DIRECTIONS FOR THIS TASK: Please rewrite each line of the data below as a JSON list of strings, one string per line, leaving out any blank lines.

Pointing and labeling entries
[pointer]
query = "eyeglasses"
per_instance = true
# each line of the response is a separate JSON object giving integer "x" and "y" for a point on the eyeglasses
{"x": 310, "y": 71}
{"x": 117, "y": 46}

THE ANSWER:
[
  "[pointer]",
  "query = \"eyeglasses\"",
  "per_instance = true",
  "# each line of the response is a separate JSON object giving integer \"x\" and \"y\" for a point on the eyeglasses",
  "{\"x\": 310, \"y\": 71}",
  "{\"x\": 117, \"y\": 46}"
]